* _DOCUMENT_

(begin)

LOVE this recipe- I gotta try this! I love salmon and the ginger garlic broth with bok choy seems fantastic.
Thanks Mallory - it's definitely a feel-good recipe and totally easy. Thanks for following!
Laura Corvette says:
OMG! I made this soup a few days ago and it was to die for! Thanks for all these wonderful recipes!! I LOVE making zucchini spaghetti and now I have tons of great ideas!
I'm so happy you made this! It's one of my go-to favorites. Thank you so much, it means a lot!
Ann says:
This sounds delicious. Where does all that sodium come from? I know I can replace soy sauce with low sodium, but still seems very high. Thanks. Love your site.
Nat says:
Looks divine! Going to the store for ingredients right after the gym! Only, you don't say on the recipe list, how much sesame oil you use, but I'm gonna guess 1/2 teaspoon?
2 tsp, nat! I hope that helps - this is one of my all-time favorite dishes, I'm glad you're trying it!
Nat says:
Oh, good to know. It came out divine. I did, however, throw in some crushed red pepper flake and more broth to make it more soupy. It was so good!

(end)

* _GIVEN TASK A_
Find every line in the listing that contains the string "wheel" and copy each one. Matches must agree in case.
The recipe comments and the listing after them are independent of each other.

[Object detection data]
(begin)

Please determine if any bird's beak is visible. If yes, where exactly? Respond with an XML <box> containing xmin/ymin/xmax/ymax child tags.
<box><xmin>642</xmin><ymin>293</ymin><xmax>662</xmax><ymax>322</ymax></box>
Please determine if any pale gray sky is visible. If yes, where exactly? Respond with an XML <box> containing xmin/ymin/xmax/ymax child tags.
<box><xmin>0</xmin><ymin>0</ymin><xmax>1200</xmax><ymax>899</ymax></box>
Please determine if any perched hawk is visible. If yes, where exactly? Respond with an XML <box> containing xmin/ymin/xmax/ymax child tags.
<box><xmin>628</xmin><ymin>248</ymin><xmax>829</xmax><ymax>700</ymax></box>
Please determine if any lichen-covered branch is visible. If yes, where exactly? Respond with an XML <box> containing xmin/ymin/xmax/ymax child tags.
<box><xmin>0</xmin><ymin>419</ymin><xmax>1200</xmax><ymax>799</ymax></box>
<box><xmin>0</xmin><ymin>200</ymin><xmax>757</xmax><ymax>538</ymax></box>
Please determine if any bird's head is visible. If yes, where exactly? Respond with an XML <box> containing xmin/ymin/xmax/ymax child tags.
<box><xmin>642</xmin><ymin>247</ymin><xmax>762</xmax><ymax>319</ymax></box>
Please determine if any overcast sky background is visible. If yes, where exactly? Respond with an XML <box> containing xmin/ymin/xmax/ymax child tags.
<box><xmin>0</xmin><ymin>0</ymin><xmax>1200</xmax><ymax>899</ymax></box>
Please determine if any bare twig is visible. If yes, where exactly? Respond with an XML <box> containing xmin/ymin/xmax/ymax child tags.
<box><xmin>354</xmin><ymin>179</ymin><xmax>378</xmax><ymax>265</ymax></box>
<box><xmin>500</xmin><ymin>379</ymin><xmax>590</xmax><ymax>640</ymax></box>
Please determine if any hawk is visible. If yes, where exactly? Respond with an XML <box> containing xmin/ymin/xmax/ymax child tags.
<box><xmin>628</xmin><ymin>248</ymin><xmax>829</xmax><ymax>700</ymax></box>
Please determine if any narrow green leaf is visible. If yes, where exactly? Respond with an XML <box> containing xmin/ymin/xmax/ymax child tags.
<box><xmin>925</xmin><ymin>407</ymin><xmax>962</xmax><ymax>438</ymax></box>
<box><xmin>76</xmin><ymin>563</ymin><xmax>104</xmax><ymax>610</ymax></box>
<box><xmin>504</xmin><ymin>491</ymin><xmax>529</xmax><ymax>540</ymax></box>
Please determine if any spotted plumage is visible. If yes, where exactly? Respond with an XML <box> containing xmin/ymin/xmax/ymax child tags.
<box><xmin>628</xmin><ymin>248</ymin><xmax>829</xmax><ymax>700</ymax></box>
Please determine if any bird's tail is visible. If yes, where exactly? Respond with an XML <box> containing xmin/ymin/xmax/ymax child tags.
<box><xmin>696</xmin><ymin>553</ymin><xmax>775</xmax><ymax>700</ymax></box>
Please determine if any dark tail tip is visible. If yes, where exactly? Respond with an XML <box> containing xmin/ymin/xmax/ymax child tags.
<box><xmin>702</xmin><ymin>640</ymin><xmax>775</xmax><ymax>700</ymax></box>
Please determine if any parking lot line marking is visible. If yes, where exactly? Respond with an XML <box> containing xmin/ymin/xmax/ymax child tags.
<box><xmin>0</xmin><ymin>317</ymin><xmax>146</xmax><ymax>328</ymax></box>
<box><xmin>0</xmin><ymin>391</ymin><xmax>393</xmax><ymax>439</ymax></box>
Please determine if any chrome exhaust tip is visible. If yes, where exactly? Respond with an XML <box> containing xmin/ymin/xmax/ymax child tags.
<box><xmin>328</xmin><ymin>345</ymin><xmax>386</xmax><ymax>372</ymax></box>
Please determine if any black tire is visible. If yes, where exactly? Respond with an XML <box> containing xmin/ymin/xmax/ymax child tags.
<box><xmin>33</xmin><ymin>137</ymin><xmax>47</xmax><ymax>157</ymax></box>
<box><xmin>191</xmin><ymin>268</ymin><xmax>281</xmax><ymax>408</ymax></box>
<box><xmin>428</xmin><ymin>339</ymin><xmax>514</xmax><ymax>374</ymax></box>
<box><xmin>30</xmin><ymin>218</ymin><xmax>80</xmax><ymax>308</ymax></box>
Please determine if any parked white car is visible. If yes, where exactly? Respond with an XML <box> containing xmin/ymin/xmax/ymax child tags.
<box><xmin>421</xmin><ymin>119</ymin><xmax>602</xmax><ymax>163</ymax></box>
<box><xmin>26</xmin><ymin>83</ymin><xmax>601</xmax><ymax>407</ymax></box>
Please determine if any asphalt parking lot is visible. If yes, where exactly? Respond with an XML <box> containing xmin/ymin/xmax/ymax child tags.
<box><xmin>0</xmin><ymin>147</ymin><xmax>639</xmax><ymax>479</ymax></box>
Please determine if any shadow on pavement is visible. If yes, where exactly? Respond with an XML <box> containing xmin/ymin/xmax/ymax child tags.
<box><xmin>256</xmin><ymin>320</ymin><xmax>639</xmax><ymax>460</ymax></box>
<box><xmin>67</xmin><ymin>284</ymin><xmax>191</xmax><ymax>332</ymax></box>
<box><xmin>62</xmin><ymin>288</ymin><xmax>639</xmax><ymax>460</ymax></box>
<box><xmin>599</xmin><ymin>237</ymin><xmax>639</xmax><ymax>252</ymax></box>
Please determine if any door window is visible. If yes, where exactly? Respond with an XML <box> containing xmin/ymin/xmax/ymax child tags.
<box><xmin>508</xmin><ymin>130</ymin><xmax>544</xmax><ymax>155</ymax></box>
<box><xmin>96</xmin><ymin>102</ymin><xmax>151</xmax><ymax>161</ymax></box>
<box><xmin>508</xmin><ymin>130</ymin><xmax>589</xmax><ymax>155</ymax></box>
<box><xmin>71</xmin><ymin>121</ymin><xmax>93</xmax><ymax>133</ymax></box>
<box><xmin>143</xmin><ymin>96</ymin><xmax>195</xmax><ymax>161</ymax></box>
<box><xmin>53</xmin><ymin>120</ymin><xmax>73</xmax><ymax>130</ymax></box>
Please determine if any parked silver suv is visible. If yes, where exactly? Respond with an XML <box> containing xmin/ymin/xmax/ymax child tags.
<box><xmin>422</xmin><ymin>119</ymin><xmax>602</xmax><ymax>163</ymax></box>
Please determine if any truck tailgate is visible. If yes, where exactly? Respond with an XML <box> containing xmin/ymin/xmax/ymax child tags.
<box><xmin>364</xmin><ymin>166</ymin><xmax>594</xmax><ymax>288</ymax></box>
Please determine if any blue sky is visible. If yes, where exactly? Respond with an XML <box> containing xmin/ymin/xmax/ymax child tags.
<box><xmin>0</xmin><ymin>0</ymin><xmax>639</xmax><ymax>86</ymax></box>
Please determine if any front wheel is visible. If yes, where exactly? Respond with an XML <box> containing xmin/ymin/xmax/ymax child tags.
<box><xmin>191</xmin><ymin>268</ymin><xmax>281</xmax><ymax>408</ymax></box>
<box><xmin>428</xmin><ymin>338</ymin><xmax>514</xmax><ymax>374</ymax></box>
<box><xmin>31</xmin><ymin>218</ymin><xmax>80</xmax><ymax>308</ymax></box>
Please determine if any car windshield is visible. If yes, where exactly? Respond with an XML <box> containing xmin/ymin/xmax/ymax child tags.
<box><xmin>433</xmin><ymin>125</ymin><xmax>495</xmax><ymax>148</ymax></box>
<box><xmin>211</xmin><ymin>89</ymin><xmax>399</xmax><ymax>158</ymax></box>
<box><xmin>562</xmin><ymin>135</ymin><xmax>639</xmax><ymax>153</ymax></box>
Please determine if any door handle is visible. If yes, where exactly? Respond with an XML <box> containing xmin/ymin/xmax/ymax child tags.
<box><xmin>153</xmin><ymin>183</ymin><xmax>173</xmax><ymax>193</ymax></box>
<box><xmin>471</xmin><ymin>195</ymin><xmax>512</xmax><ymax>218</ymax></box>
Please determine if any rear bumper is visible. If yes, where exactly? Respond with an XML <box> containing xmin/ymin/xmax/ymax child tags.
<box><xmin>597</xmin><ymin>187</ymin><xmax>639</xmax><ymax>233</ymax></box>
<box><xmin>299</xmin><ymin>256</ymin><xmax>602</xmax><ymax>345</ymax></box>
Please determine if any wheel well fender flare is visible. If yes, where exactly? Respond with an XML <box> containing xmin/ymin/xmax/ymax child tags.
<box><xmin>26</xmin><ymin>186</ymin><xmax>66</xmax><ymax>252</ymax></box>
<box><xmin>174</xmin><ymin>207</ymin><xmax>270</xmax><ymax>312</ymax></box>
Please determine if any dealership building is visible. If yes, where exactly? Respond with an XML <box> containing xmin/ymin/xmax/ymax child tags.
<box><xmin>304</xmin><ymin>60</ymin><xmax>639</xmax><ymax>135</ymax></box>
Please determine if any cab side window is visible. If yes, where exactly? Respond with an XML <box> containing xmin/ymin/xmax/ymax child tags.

(end)

* _GIVEN TASK B_
Rewrite the recipe comments starting with "2 tsp, nat!" and going on through "was so good!", updating "crushed red pepper flake" to "black pepper".

* _PROBLEM SOLUTION A_
Please determine if any front wheel is visible. If yes, where exactly? Respond with an XML <box> containing xmin/ymin/xmax/ymax child tags.
Please determine if any wheel well fender flare is visible. If yes, where exactly? Respond with an XML <box> containing xmin/ymin/xmax/ymax child tags.

* _PROBLEM SOLUTION B_
2 tsp, nat! I hope that helps - this is one of my all-time favorite dishes, I'm glad you're trying it!
Nat says:
Oh, good to know. It came out divine. I did, however, throw in some black pepper and more broth to make it more soupy. It was so good!